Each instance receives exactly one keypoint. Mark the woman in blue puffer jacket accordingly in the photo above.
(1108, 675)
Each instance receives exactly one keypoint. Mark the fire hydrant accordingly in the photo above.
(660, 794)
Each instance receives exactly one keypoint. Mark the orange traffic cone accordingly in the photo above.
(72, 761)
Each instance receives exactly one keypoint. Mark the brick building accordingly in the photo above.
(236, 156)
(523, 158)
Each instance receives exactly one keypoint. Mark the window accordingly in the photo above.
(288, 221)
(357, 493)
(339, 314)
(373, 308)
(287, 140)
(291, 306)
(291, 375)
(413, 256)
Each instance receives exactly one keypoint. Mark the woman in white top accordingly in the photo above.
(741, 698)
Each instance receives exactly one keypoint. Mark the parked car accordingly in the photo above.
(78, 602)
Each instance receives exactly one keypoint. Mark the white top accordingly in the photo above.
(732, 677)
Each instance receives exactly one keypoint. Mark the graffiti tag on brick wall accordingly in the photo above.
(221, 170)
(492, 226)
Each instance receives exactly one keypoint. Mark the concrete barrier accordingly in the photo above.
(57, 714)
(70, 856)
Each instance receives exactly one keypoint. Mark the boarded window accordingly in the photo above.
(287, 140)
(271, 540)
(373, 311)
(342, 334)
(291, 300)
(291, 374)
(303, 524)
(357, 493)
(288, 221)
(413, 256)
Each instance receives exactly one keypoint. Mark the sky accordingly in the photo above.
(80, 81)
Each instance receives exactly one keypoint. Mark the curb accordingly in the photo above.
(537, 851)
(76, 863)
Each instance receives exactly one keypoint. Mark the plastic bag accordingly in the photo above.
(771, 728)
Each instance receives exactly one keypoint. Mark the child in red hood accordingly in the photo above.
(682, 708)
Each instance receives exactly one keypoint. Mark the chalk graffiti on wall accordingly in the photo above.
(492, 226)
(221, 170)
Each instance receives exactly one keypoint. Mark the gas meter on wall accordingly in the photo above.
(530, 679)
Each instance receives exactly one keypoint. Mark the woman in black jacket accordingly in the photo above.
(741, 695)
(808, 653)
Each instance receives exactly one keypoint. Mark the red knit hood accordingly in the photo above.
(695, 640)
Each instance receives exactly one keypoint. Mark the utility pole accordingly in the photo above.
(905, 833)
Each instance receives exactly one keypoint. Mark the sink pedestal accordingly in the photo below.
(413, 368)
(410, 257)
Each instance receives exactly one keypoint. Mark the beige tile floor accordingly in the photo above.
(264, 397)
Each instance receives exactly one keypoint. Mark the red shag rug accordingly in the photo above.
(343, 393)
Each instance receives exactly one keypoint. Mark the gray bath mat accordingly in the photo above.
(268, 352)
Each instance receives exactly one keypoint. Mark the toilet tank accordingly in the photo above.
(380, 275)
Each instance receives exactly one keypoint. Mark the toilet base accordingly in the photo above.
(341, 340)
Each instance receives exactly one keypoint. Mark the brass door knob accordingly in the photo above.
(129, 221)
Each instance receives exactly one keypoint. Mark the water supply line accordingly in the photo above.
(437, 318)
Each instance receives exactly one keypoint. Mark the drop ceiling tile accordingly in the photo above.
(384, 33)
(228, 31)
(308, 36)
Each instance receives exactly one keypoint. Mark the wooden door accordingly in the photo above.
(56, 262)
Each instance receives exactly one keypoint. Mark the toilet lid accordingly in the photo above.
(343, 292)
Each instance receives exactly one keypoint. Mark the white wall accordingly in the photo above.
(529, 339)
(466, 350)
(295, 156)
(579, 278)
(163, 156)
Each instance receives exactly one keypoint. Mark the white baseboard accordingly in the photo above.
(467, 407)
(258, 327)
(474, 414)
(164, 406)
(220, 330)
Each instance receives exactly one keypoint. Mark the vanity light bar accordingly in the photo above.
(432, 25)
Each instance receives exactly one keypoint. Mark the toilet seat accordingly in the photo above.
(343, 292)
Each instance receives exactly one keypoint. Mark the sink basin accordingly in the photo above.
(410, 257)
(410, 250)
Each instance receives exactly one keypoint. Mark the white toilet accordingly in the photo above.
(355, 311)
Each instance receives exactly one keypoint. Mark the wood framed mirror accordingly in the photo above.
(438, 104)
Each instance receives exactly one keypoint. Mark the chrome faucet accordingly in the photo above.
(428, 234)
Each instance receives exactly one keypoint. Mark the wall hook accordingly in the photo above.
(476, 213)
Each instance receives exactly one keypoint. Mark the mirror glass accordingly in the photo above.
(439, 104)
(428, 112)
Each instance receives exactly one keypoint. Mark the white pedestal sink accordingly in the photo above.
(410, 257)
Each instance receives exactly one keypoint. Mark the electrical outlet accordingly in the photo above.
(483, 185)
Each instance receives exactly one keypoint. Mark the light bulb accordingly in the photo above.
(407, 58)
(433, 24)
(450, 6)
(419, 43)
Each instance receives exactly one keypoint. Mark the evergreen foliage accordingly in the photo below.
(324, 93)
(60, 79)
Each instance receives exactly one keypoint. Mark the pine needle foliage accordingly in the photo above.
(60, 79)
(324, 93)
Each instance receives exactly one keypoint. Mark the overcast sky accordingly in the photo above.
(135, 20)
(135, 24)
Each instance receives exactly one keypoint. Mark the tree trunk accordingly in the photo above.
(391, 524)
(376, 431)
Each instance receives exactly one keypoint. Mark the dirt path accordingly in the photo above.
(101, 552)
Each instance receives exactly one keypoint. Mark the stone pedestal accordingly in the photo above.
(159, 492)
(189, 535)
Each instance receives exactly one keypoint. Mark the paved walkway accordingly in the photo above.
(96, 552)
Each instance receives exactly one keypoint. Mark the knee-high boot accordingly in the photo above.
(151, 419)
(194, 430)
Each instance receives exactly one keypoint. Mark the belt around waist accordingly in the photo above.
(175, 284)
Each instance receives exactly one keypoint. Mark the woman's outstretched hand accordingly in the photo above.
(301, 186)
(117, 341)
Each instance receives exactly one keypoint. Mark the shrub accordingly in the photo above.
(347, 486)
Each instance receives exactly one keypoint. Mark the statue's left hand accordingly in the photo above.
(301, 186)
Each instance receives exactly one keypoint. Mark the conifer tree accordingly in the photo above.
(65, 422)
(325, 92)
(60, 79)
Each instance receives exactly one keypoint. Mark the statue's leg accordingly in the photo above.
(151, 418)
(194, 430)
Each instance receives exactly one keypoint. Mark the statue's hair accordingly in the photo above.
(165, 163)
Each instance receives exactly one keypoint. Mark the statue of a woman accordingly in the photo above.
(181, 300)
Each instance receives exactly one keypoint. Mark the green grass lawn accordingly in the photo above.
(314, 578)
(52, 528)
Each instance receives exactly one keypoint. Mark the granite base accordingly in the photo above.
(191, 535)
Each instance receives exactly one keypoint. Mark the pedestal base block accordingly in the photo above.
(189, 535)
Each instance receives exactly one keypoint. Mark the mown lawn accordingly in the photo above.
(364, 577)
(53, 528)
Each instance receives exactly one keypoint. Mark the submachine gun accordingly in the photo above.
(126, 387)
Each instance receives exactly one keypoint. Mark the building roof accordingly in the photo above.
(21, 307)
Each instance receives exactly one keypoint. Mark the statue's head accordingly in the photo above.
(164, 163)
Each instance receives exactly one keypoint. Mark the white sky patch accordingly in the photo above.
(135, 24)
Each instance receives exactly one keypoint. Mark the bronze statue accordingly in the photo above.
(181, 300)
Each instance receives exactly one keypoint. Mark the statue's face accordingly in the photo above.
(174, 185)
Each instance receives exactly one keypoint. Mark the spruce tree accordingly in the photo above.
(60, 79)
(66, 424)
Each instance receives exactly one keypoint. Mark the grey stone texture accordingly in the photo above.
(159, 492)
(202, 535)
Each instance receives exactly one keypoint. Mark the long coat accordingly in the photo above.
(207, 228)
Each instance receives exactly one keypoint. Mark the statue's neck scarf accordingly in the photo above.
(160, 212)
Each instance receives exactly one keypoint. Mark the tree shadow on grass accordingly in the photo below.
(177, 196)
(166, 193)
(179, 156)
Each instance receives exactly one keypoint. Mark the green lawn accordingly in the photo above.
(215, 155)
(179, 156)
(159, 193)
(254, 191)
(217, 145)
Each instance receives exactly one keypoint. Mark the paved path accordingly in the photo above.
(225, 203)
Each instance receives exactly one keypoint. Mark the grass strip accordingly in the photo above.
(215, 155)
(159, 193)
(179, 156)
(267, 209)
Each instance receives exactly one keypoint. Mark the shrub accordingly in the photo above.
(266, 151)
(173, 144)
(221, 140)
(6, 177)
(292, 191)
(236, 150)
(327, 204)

**Exercise goal**
From the line that holds "scarf accordingly in the photo above." to the last line of the records above, print each line exactly. Add nothing else.

**Final answer**
Each instance receives exactly one keypoint. Mark the statue's neck scarf accordingly in the photo above.
(160, 212)
Each instance receives exactly one keypoint. Mark the tree shadow on grass accordingly in the photo below.
(177, 196)
(166, 193)
(179, 156)
Each instance receives exactly one keypoint. Mark the green lawn accordingly in the photo above.
(215, 155)
(179, 156)
(159, 193)
(254, 191)
(217, 145)
Each instance receives exactly one keypoint. Mark the paved path accordingly in the photo above.
(225, 203)
Each instance receives exactly one keypoint. Mark the grass strip accordingly in the photo above.
(215, 155)
(159, 193)
(179, 156)
(267, 209)
Each instance receives exactly one keypoint. Mark the shrub accordingly in the photo above.
(266, 151)
(173, 144)
(221, 140)
(6, 177)
(292, 191)
(236, 150)
(327, 204)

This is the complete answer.